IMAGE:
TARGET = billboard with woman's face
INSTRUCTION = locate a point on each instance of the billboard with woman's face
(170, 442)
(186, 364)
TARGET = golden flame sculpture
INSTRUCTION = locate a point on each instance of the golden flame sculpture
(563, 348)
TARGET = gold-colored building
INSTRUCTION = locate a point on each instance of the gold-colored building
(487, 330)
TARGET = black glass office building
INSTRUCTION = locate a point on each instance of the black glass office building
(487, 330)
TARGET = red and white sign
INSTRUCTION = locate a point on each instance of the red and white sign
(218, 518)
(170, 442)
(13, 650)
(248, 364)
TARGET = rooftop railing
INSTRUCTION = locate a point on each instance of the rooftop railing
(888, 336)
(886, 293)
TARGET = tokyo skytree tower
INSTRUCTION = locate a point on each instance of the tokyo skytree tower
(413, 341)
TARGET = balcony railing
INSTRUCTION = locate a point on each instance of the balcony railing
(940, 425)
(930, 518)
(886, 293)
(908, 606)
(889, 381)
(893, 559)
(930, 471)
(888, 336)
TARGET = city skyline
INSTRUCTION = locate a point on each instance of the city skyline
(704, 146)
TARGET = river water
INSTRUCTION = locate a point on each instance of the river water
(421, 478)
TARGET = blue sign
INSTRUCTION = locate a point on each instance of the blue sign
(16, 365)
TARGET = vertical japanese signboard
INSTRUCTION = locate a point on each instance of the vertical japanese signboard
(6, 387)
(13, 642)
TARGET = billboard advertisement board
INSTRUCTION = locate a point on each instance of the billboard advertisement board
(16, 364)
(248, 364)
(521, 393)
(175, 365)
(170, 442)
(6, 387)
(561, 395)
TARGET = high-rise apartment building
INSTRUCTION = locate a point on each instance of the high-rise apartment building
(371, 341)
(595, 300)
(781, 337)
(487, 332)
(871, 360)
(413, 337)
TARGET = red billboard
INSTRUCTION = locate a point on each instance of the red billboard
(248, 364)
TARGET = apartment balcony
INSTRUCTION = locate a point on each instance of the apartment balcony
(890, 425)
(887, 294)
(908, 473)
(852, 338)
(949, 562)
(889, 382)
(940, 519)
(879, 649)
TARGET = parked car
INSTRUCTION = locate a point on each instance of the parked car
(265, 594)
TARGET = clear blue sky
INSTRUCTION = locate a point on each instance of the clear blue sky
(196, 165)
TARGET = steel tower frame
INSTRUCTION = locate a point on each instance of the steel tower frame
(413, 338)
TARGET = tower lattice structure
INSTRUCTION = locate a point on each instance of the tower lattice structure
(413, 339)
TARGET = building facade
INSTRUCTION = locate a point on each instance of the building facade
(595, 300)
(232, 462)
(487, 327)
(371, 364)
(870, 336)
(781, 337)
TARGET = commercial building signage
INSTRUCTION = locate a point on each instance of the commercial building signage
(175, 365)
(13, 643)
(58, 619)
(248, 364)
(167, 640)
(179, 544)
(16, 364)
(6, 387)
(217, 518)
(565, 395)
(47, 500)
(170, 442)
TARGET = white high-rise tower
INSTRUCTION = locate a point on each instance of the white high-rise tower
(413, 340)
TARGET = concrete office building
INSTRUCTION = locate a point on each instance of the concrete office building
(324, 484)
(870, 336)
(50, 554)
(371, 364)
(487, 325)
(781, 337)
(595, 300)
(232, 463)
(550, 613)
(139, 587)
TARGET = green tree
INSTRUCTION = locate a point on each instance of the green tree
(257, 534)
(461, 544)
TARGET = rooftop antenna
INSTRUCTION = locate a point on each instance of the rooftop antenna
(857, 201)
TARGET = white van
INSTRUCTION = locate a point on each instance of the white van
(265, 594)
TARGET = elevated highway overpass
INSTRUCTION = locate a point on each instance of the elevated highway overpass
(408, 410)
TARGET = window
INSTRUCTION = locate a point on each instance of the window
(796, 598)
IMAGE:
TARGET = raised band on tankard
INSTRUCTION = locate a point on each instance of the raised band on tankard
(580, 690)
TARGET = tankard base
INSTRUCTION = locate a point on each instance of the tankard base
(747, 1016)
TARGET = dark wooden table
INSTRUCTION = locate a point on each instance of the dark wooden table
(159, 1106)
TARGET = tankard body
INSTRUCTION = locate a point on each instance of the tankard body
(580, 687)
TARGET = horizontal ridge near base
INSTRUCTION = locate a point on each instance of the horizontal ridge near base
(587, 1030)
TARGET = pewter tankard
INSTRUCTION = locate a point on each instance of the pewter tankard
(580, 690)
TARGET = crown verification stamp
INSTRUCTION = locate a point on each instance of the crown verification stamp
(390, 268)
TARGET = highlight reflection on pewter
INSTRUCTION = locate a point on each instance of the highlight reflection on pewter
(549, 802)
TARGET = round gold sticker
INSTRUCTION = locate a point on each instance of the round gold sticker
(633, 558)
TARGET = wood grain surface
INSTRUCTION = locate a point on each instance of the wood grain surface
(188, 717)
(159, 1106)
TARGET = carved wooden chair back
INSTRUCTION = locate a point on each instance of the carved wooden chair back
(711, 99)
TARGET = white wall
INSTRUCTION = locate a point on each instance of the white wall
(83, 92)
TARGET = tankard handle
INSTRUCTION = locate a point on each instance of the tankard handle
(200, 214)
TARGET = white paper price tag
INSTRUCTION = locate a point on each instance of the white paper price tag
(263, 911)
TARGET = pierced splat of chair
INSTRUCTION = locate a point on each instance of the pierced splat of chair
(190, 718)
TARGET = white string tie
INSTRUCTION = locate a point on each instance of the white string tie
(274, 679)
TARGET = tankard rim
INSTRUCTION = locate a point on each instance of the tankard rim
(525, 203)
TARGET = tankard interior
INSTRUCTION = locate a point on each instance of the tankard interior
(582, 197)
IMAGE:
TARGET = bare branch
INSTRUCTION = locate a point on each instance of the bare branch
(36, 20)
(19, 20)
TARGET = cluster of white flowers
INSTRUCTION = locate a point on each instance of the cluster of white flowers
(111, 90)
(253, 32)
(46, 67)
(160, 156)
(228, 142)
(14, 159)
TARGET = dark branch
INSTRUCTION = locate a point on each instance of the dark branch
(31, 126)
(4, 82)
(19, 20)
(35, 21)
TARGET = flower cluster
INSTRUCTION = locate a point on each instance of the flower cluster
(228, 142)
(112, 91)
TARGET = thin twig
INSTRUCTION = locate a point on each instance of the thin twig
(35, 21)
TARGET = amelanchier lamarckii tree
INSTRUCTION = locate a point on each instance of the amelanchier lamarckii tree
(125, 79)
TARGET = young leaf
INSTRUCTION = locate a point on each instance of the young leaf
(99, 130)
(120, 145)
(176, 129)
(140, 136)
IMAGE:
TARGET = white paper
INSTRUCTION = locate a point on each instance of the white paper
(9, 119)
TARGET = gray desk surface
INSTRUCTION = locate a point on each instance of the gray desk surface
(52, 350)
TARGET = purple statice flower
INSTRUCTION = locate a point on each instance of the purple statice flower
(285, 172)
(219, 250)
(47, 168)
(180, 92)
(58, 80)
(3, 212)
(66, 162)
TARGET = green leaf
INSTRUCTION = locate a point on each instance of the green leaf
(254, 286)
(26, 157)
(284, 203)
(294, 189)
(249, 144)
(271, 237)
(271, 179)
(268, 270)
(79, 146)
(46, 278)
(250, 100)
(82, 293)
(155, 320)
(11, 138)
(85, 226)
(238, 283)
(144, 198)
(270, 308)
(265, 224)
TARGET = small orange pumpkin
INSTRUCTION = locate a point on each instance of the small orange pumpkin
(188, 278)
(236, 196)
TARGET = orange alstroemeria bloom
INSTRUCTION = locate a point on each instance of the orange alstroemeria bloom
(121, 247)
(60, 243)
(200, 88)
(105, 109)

### TASK TO COMPLETE:
Return the lines above exactly, keeping every word.

### RESPONSE TO THE TASK:
IMAGE:
TARGET = billboard with woman's face
INSTRUCTION = locate a point on each instance of the billboard with woman's face
(170, 442)
(186, 364)
TARGET = golden flame sculpture
INSTRUCTION = locate a point on each instance of the golden flame sculpture
(563, 348)
TARGET = gold-colored building
INSTRUCTION = locate a point on each instance of the gold-colored building
(487, 330)
TARGET = black glass office building
INSTRUCTION = locate a point on each instance of the black glass office building
(487, 330)
TARGET = red and white sign
INSTRUCTION = locate a point on each instance of the red and white sign
(218, 518)
(170, 442)
(13, 650)
(248, 364)
TARGET = rooftop railing
INSTRUCTION = locate a point on each instance of the rooftop railing
(888, 336)
(886, 293)
TARGET = tokyo skytree tower
INSTRUCTION = locate a point on each instance of the tokyo skytree tower
(413, 341)
TARGET = balcony railing
INSTRUCTION = locate a point on each instance of the balcony railing
(940, 425)
(930, 518)
(886, 293)
(908, 606)
(889, 381)
(893, 559)
(930, 471)
(888, 336)
TARGET = city skyline
INSTRUCTION = locate a point on each instance of the city skyline
(704, 146)
TARGET = river water
INSTRUCTION = locate a point on each instance of the river water
(421, 478)
TARGET = blue sign
INSTRUCTION = locate a point on each instance of the blue sign
(16, 365)
TARGET = vertical japanese signboard
INSTRUCTION = locate a point on each instance of the vertical japanese signboard
(6, 387)
(13, 642)
TARGET = billboard advertisement board
INSTRUCTION = locate a point on each instance of the billboard advertisement board
(16, 364)
(248, 364)
(521, 393)
(175, 365)
(170, 442)
(6, 387)
(561, 395)
TARGET = high-rise apartment building
INSTRUCTION = locate a point on each instance of the high-rise apartment building
(371, 341)
(595, 300)
(781, 337)
(487, 332)
(871, 360)
(413, 337)
TARGET = red billboard
INSTRUCTION = locate a point on each instance of the red billboard
(248, 364)
TARGET = apartment balcony
INSTRUCTION = locate a point on each instance of the apartment balcony
(890, 425)
(887, 294)
(908, 473)
(852, 338)
(949, 562)
(889, 382)
(940, 519)
(879, 649)
TARGET = parked car
INSTRUCTION = locate a point on each instance of the parked car
(265, 594)
TARGET = clear blue sky
INSTRUCTION = locate a point on each instance of the clear blue sky
(196, 165)
TARGET = steel tower frame
INSTRUCTION = locate a point on each instance of the steel tower frame
(413, 338)
TARGET = tower lattice structure
INSTRUCTION = locate a point on each instance of the tower lattice structure
(413, 339)
TARGET = building facade
INSTRUCTION = locate a point on each instance of the building facade
(595, 300)
(232, 462)
(487, 327)
(371, 364)
(870, 336)
(781, 337)
TARGET = commercial building signage
INSTRUCTION = locate a point on each instance of the commercial building signage
(175, 365)
(13, 643)
(58, 619)
(248, 364)
(167, 640)
(179, 544)
(16, 364)
(6, 387)
(217, 518)
(565, 395)
(47, 500)
(170, 442)
TARGET = white high-rise tower
INSTRUCTION = locate a point on each instance of the white high-rise tower
(413, 340)
TARGET = concrete office building
INSTRUCTION = locate a point on each instance of the concrete office building
(324, 484)
(870, 336)
(50, 554)
(371, 364)
(487, 325)
(781, 337)
(595, 300)
(232, 463)
(550, 613)
(139, 587)
TARGET = green tree
INSTRUCTION = locate a point on each instance of the green tree
(257, 534)
(461, 544)
TARGET = rooftop antenna
INSTRUCTION = locate a point on each instance of the rooftop antenna
(857, 201)
TARGET = white van
INSTRUCTION = locate a point on each instance of the white van
(265, 594)
TARGET = elevated highway overpass
INSTRUCTION = locate a point on each instance of the elevated highway overpass
(408, 410)
TARGET = window
INSTRUCTION = locate a point on each instance of the window
(796, 598)
IMAGE:
TARGET = raised band on tankard
INSTRUCTION = locate a point on each instance of the raised band on tankard
(580, 690)
TARGET = tankard base
INSTRUCTION = locate a point on each instance of the tankard base
(747, 1016)
TARGET = dark wooden table
INSTRUCTION = locate a point on each instance of the dark wooden table
(159, 1106)
TARGET = tankard body
INSTRUCTION = locate a point on each instance of the tankard body
(580, 687)
TARGET = horizontal ridge near base
INSTRUCTION = locate a point on each instance of the horizontal ridge near base
(587, 1030)
TARGET = pewter tankard
INSTRUCTION = locate a point on each instance of the pewter tankard
(580, 690)
TARGET = crown verification stamp
INSTRUCTION = locate a point on each instance of the crown verification stamp
(390, 268)
TARGET = highlight reflection on pewter
INSTRUCTION = locate a point on each instance of the highlight reflection on pewter
(549, 802)
TARGET = round gold sticker
INSTRUCTION = locate a point on each instance of the round gold sticker
(633, 558)
TARGET = wood grain surface
INSTRUCTION = locate a point on each instance of the wood grain surface
(188, 717)
(159, 1106)
TARGET = carved wooden chair back
INSTRUCTION = locate a point on each instance of the carved wooden chair back
(711, 99)
TARGET = white wall
INSTRUCTION = locate a point on each instance of the white wall
(83, 92)
TARGET = tankard handle
INSTRUCTION = locate a point on each instance of the tankard handle
(200, 214)
TARGET = white paper price tag
INSTRUCTION = locate a point on each instance of the white paper price tag
(263, 911)
TARGET = pierced splat of chair
INSTRUCTION = locate a point on each instance of the pierced splat of chair
(190, 718)
TARGET = white string tie
INSTRUCTION = locate a point on each instance of the white string tie
(274, 679)
TARGET = tankard rim
INSTRUCTION = locate a point on each instance of the tankard rim
(525, 203)
TARGET = tankard interior
INSTRUCTION = locate a point on each instance of the tankard interior
(582, 197)
IMAGE:
TARGET = bare branch
INSTRUCTION = locate a point on each instance of the bare branch
(36, 20)
(19, 20)
TARGET = cluster of white flowers
INSTRUCTION = locate a point on each instance of the cluster of white flowers
(111, 90)
(253, 32)
(46, 67)
(160, 156)
(228, 142)
(14, 159)
TARGET = dark branch
INSTRUCTION = locate a point on each instance of the dark branch
(31, 126)
(4, 82)
(19, 20)
(35, 21)
TARGET = flower cluster
INSTRUCTION = locate a point on each instance of the flower cluster
(228, 142)
(112, 91)
TARGET = thin twig
INSTRUCTION = locate a point on each instance of the thin twig
(35, 21)
TARGET = amelanchier lamarckii tree
INSTRUCTION = locate a point on each instance of the amelanchier lamarckii tree
(125, 79)
TARGET = young leaf
INSTRUCTION = locate a point on each instance of the young leaf
(99, 130)
(120, 145)
(176, 129)
(140, 136)
IMAGE:
TARGET = white paper
INSTRUCTION = locate a point on each instance of the white paper
(9, 119)
TARGET = gray desk surface
INSTRUCTION = locate a point on each instance of the gray desk surface
(52, 350)
TARGET = purple statice flower
INSTRUCTION = locate a point on each instance of the purple statice flower
(285, 172)
(219, 250)
(47, 168)
(180, 92)
(58, 80)
(3, 212)
(66, 162)
TARGET = green leaf
INSTRUCTION = locate a point on each instance of the green leaf
(254, 286)
(26, 157)
(284, 203)
(294, 189)
(249, 144)
(271, 237)
(271, 179)
(268, 270)
(79, 146)
(46, 278)
(250, 100)
(82, 293)
(155, 320)
(11, 138)
(85, 226)
(238, 283)
(144, 198)
(270, 308)
(265, 224)
TARGET = small orange pumpkin
INSTRUCTION = locate a point on each instance of the small orange pumpkin
(188, 278)
(236, 196)
TARGET = orange alstroemeria bloom
INSTRUCTION = locate a point on each instance of the orange alstroemeria bloom
(121, 247)
(60, 243)
(200, 88)
(105, 109)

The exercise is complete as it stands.